▶ **Data extracts**
━━━━
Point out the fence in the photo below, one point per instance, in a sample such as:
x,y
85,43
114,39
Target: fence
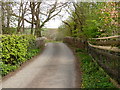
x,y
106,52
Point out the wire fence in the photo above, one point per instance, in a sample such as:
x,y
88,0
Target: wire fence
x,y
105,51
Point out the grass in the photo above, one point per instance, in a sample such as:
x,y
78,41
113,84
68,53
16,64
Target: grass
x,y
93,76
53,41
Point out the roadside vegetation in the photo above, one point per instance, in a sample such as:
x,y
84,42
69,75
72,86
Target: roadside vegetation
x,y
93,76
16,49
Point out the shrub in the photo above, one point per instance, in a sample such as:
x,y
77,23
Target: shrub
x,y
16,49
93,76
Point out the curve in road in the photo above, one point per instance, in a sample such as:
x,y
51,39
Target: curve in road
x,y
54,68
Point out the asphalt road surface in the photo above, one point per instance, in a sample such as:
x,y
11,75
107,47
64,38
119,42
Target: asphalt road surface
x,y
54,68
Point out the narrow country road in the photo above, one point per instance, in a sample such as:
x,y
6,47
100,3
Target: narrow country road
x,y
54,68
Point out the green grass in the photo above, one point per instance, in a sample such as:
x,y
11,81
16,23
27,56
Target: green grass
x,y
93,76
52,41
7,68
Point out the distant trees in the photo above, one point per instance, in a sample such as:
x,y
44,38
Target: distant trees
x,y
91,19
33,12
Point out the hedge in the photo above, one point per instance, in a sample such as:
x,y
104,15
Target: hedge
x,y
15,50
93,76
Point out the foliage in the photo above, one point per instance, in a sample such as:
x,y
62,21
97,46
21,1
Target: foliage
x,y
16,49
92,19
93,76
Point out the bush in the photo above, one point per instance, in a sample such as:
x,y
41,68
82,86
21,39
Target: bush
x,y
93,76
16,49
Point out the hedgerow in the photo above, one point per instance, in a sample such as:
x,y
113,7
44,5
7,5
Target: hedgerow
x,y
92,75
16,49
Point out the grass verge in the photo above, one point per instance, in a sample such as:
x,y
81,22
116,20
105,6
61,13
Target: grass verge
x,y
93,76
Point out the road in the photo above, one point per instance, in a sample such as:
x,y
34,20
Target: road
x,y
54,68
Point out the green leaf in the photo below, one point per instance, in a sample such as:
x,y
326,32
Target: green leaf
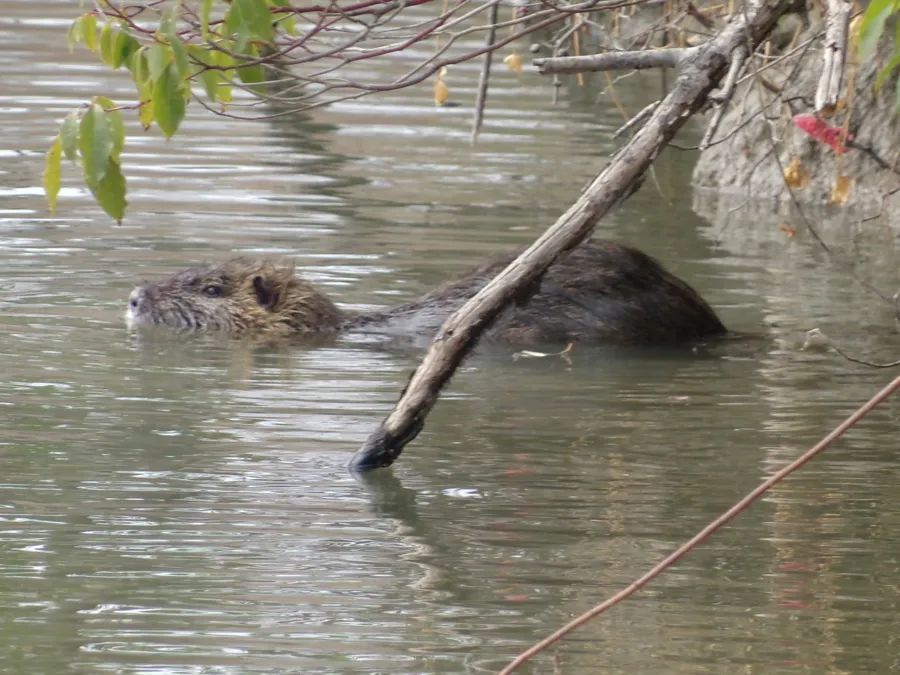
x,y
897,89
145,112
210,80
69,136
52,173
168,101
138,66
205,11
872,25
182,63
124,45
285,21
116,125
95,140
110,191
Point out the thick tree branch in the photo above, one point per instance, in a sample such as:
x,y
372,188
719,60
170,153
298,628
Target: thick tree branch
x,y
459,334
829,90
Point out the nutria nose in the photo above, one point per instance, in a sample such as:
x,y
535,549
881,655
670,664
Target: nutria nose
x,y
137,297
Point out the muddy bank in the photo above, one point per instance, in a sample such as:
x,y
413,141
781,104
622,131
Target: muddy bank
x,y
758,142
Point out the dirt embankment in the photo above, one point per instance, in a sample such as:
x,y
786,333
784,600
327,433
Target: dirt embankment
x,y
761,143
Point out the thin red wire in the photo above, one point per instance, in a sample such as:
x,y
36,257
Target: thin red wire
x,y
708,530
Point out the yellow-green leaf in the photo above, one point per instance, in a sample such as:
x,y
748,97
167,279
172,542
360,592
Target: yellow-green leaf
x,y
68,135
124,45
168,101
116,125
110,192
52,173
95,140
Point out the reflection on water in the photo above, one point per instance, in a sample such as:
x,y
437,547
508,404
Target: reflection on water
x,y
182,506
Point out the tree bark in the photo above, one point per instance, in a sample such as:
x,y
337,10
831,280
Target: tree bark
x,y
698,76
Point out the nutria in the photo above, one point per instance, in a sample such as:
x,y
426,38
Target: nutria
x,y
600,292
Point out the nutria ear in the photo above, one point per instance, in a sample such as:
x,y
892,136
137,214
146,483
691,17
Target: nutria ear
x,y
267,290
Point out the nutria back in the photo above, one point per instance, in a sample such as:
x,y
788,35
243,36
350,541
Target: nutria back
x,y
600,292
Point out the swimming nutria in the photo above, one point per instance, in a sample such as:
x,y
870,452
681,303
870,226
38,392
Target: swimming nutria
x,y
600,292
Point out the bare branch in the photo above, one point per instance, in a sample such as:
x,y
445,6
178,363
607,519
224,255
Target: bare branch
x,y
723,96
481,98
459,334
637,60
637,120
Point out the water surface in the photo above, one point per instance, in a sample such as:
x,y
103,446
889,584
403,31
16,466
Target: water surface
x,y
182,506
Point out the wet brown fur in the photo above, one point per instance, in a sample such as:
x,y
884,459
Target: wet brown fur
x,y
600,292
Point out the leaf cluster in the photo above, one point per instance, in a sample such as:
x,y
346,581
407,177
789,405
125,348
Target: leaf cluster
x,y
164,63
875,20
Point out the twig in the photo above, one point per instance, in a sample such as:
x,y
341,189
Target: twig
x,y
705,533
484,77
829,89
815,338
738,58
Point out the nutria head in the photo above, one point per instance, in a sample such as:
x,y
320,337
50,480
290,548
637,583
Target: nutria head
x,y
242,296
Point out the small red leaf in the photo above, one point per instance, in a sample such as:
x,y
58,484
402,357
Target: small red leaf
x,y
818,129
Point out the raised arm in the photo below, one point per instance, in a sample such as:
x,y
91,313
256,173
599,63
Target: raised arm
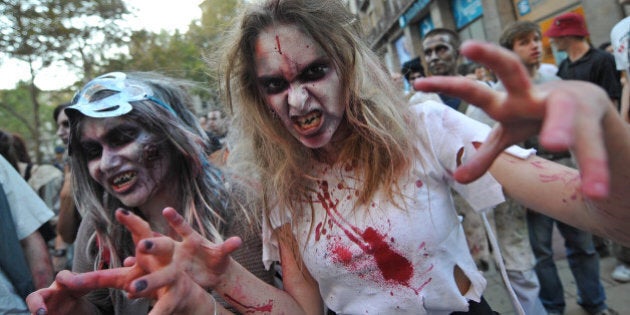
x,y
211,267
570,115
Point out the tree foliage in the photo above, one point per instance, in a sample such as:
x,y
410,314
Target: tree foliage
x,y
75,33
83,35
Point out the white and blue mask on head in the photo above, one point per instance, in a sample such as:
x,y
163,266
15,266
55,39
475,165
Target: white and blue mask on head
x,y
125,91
━━━━
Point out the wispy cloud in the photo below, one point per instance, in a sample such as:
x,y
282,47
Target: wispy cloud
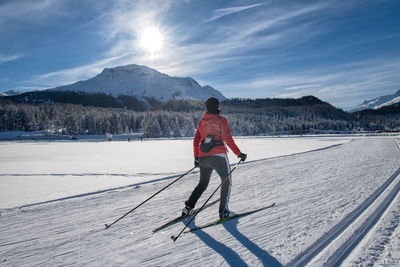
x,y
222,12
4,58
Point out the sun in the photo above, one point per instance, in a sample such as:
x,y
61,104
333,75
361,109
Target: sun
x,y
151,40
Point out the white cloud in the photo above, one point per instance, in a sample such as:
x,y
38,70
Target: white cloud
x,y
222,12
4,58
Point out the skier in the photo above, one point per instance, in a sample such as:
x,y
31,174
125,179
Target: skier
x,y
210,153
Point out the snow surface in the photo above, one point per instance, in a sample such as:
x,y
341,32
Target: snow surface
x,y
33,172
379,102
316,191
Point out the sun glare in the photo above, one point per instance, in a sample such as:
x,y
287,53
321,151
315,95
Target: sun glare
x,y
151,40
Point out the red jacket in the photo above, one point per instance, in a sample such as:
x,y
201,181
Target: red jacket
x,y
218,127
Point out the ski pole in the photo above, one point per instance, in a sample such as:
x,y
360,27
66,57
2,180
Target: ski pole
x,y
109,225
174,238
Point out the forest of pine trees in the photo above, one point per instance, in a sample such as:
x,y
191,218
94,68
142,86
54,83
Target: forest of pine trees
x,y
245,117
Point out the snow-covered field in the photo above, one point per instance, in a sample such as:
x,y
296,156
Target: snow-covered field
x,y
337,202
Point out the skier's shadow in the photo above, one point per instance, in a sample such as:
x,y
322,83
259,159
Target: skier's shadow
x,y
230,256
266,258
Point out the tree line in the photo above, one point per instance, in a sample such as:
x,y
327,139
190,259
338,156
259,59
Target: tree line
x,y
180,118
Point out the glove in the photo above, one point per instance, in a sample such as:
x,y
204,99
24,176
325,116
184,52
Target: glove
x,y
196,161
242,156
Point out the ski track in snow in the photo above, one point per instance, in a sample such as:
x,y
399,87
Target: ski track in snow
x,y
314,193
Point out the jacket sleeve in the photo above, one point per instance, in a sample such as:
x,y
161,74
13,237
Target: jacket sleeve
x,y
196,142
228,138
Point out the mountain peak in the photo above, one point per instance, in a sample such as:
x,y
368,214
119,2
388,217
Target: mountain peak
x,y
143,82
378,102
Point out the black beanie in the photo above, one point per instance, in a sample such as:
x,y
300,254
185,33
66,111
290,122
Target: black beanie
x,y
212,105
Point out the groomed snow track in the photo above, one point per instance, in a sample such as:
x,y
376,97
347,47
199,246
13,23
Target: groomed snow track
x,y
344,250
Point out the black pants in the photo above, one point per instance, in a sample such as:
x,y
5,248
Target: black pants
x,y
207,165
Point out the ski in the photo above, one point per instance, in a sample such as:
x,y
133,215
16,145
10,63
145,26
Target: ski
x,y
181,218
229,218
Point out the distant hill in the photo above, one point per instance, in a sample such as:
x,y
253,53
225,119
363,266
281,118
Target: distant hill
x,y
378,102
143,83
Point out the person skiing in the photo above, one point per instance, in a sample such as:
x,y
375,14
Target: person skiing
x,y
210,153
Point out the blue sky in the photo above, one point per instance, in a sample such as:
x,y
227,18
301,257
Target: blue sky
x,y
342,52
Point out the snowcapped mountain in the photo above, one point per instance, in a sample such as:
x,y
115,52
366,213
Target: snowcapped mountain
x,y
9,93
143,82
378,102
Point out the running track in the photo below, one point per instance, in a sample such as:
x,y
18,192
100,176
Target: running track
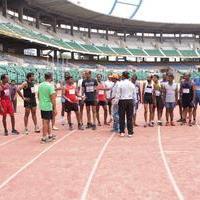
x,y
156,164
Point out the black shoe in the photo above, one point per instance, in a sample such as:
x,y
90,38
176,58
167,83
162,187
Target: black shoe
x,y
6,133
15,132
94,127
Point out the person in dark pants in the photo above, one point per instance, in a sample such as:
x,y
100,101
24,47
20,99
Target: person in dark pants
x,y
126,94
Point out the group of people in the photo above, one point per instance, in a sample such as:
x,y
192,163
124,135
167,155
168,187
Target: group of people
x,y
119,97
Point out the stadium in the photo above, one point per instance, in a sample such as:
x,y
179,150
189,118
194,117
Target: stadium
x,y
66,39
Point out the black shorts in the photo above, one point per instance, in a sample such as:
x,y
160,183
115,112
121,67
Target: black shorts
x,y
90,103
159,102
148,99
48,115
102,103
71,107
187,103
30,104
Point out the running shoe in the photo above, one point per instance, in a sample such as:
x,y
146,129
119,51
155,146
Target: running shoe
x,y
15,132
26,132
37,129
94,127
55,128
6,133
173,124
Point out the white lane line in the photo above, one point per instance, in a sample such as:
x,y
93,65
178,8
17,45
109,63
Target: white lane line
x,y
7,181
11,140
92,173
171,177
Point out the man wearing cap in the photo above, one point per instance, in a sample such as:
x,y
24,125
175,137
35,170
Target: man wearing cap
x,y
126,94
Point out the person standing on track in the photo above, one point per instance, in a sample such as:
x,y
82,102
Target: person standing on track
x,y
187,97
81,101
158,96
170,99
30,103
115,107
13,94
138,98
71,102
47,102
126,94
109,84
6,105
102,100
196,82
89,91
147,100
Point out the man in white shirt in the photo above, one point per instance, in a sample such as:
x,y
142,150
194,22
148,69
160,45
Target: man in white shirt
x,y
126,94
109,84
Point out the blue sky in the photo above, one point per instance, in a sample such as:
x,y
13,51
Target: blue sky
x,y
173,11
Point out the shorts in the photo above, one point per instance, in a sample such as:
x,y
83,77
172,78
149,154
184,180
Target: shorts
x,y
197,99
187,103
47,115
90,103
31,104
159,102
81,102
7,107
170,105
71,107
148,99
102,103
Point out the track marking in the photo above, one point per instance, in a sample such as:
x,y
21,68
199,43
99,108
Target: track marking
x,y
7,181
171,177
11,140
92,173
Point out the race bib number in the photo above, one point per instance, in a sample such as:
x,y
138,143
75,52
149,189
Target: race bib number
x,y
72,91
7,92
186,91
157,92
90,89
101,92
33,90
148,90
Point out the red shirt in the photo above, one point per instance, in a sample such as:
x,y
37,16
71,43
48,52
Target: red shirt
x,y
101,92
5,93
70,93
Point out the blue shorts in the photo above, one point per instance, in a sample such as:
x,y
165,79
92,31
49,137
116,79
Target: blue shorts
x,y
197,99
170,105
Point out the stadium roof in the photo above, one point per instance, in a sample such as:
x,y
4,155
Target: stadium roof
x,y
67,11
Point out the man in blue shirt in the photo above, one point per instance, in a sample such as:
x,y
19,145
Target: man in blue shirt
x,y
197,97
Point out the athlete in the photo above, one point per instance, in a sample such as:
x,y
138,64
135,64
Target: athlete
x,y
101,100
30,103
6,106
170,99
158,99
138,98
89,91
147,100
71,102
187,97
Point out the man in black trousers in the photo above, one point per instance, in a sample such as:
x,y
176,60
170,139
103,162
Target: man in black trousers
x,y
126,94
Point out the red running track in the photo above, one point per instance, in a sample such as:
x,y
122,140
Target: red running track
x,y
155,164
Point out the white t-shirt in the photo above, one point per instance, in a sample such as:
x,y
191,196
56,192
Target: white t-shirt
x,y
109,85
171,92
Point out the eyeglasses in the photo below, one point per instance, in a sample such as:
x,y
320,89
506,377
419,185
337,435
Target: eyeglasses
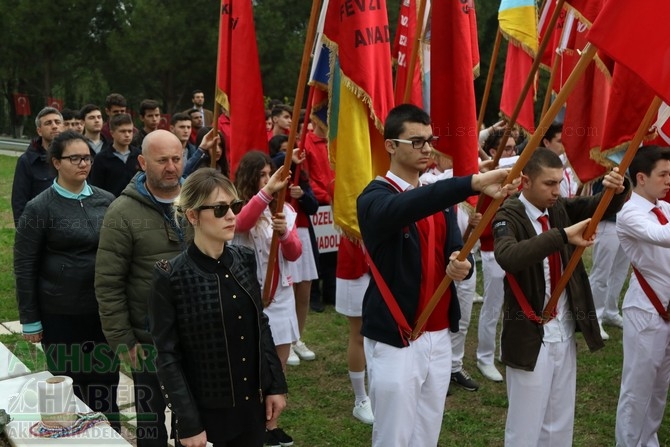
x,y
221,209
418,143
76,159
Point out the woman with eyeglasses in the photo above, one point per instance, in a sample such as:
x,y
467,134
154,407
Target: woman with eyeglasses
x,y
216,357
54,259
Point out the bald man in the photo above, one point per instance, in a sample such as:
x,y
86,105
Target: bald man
━━━━
What lines above contain the string "bald"? Copy all of them.

▶ **Answer to this exercise**
Point out the bald man in the photo above, one point per instance, in a sample such as:
Target: bald man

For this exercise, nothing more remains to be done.